• **Task instructions**
In the forum thread about the Texas cichlid pair, copy the passage from "Not too sure about" to "was transporting him.", swapping "caudal fin" for "tail fin".

• **Extracted text**

# Video of my Texas pair fighting.



## boose1357 (Jan 14, 2008)

This is what happend right after I seperated my Texas parents from their babies. They just started goin at it right when I put them in the new tank. Guess you were right CiChLiD LoVeR128 they had alot less aggression when they had their babies to tend to.


----------



## remarkosmoc (Oct 19, 2005)

i haven't gotten a chance to observe texas breeding/courting but it looks to me like they are getting ready to spawn again.


----------



## CiChLiD LoVeR128 (Mar 22, 2006)

Like has been stated and I think I mentioned it if not then here it is :lol: : It will lead to aggression. Whats going on is that now that the parents dont have fry to tend to the Male will be ready to spawn again and the Female wont be ready yet and therefore will lead to aggression.

Whats going on in the video is not aggression but rather what tannable75 stated its courting and spawning behaviors. The female is saying I am not ready yet but I am interested in you and when I am ready I will spawn. The Male typically wont like this as he is ready to do it NOW! And she isn't like all living things Females need time to build their body's up and produce the eggs. Males are ALWAYS ready to spawn! Just keep an eye and them and if things get out of hand between the two divide them immediately! Good luck! :thumb:


----------



## Nathan43 (Jul 9, 2007)

What I don't get is, if only the female is supposed to have a spot on the dorsal fin, wouldn't both of these be females according to that rule?


----------



## boose1357 (Jan 14, 2008)

Nathan43 said:


> What I don't get is, if only the female is supposed to have a spot on the dorsal fin, wouldn't both of these be females according to that rule?


Not too sure about the spot on the dorsal fin. Neither of mine have at dot on the dorsal. Are you talking about the black dot by the caudal fin maybe? Heres a pic of my male when I was transporting him.


----------



## boose1357 (Jan 14, 2008)

Thanks again CL. I was thinking it was a spawning ritual also but didnt know because of the lip locking. Thx for clearing that up man. Looks like I need to go change my Youtube title. :lol:


----------



## Nathan43 (Jul 9, 2007)

boose1357 said:


> Nathan43 said:
> 
> 
> > What I don't get is, if only the female is supposed to have a spot on the dorsal fin, wouldn't both of these be females according to that rule?
> ...


Exactly, that was the way I was told to identify the sex of Texas Cichlids. Check it out.
http://www.cichlid-forum.com/phpBB/view ... ight=texas


----------



## boose1357 (Jan 14, 2008)

Not too sure man. I just read into identifying them by a spot on the dorsal fin. Seems to be a legit way to tell but I have never seen the spot or identified them like that personally. The spot might develop with age. But their definitely a M and F. cause they just had babies.


----------



## boose1357 (Jan 14, 2008)

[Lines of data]
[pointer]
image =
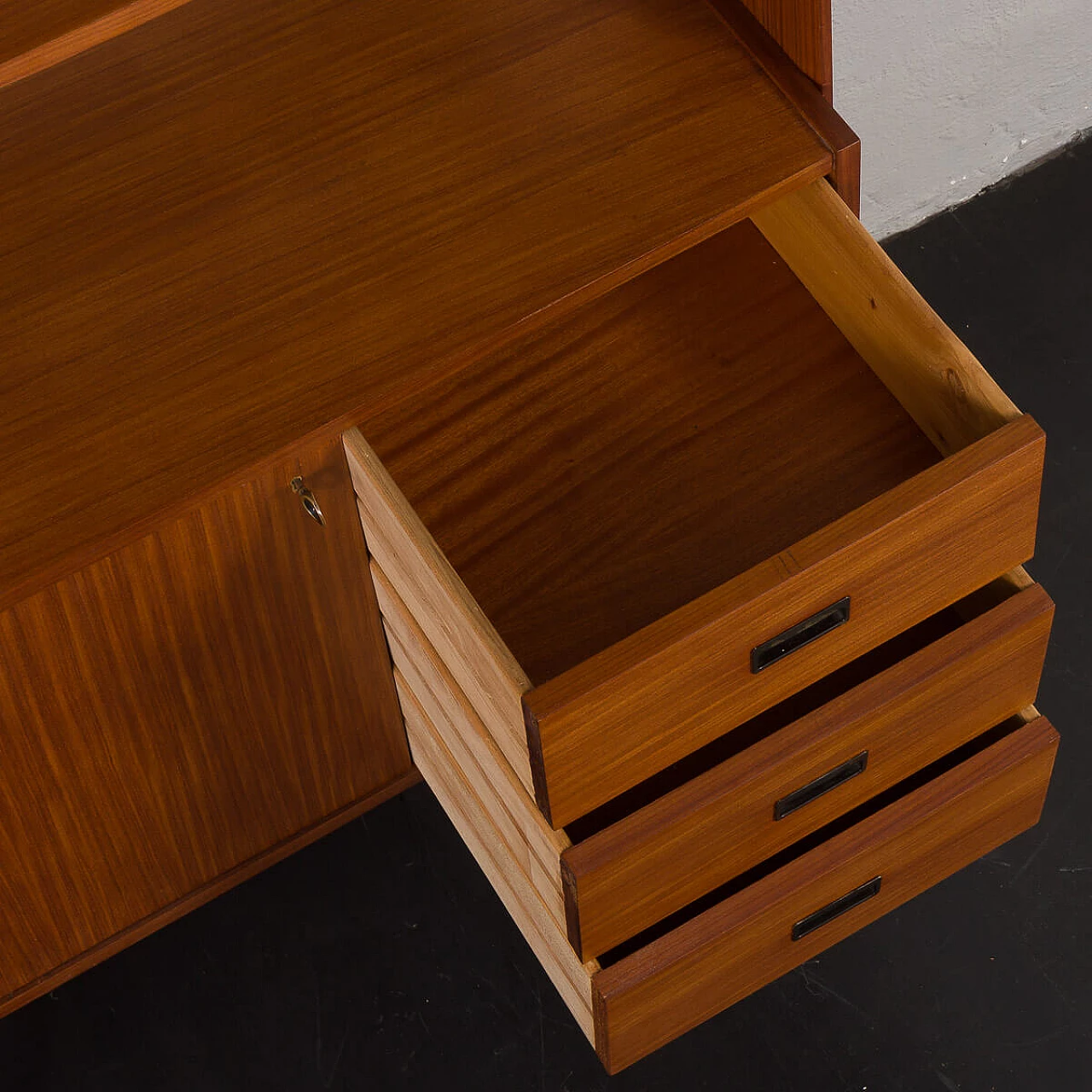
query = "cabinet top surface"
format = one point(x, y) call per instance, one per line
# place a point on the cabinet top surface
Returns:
point(241, 223)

• **Result**
Not too sure about the spot on the dorsal fin. Neither of mine have at dot on the dorsal. Are you talking about the black dot by the tail fin maybe? Heres a pic of my male when I was transporting him.